◆ Description of the task
Reproduce the material below verbatim, from its first line through the line containing "x=174 y=262", with both ends included. Omit the pictures from your reproduction.

[Data entries]
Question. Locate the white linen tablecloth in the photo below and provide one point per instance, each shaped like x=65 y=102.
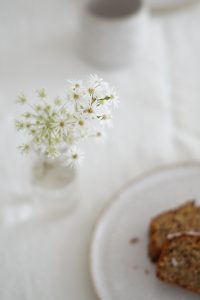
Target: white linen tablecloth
x=157 y=124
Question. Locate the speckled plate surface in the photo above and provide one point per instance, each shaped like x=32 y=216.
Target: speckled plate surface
x=120 y=266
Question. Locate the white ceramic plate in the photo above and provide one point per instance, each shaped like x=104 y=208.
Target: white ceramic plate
x=121 y=270
x=165 y=5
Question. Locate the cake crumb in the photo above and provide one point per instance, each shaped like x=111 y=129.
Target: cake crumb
x=147 y=272
x=134 y=240
x=174 y=262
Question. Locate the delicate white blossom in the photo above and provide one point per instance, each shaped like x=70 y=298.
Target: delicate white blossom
x=74 y=157
x=55 y=127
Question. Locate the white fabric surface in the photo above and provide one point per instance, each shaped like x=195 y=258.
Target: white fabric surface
x=157 y=124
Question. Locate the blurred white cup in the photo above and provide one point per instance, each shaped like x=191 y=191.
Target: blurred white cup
x=113 y=32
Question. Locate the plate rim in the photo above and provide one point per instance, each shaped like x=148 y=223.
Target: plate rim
x=116 y=197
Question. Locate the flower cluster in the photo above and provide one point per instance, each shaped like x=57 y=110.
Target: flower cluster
x=56 y=127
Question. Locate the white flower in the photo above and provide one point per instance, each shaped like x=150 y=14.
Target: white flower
x=54 y=127
x=41 y=93
x=74 y=157
x=75 y=84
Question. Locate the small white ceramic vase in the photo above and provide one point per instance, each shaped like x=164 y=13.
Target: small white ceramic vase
x=54 y=187
x=52 y=193
x=113 y=32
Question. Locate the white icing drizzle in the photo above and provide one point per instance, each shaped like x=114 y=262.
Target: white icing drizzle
x=178 y=234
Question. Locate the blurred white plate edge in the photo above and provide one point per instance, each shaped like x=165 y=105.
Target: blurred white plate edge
x=116 y=199
x=160 y=6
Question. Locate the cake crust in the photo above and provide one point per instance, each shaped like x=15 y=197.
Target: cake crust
x=181 y=219
x=179 y=262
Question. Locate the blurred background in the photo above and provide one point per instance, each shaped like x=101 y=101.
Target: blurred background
x=45 y=42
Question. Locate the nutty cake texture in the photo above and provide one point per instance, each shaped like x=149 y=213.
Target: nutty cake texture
x=182 y=219
x=179 y=262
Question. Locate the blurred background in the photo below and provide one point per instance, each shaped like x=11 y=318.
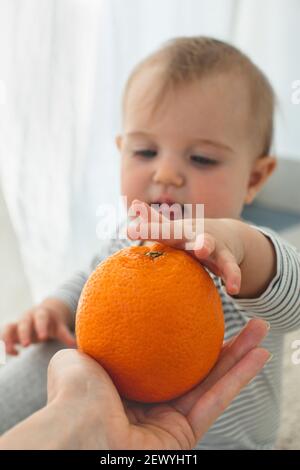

◆ Final result
Question. Locate the white linen tablecloth in the photo below and provide one point per instance, each shaped like x=65 y=102.
Target: white linen tablecloth
x=157 y=124
Question. Locate the speckled plate surface in the photo above and provide one point per instance, each shaped like x=32 y=216.
Target: speckled plate surface
x=120 y=266
Question. Locate the white ceramic plate in the photo above and provide one point per instance, each shaped like x=104 y=208.
Target: white ceramic plate
x=121 y=270
x=165 y=5
Question. Locate the cake crumb in the photo above and provide one point per instance, each shaped like x=111 y=129.
Target: cake crumb
x=147 y=272
x=134 y=240
x=174 y=262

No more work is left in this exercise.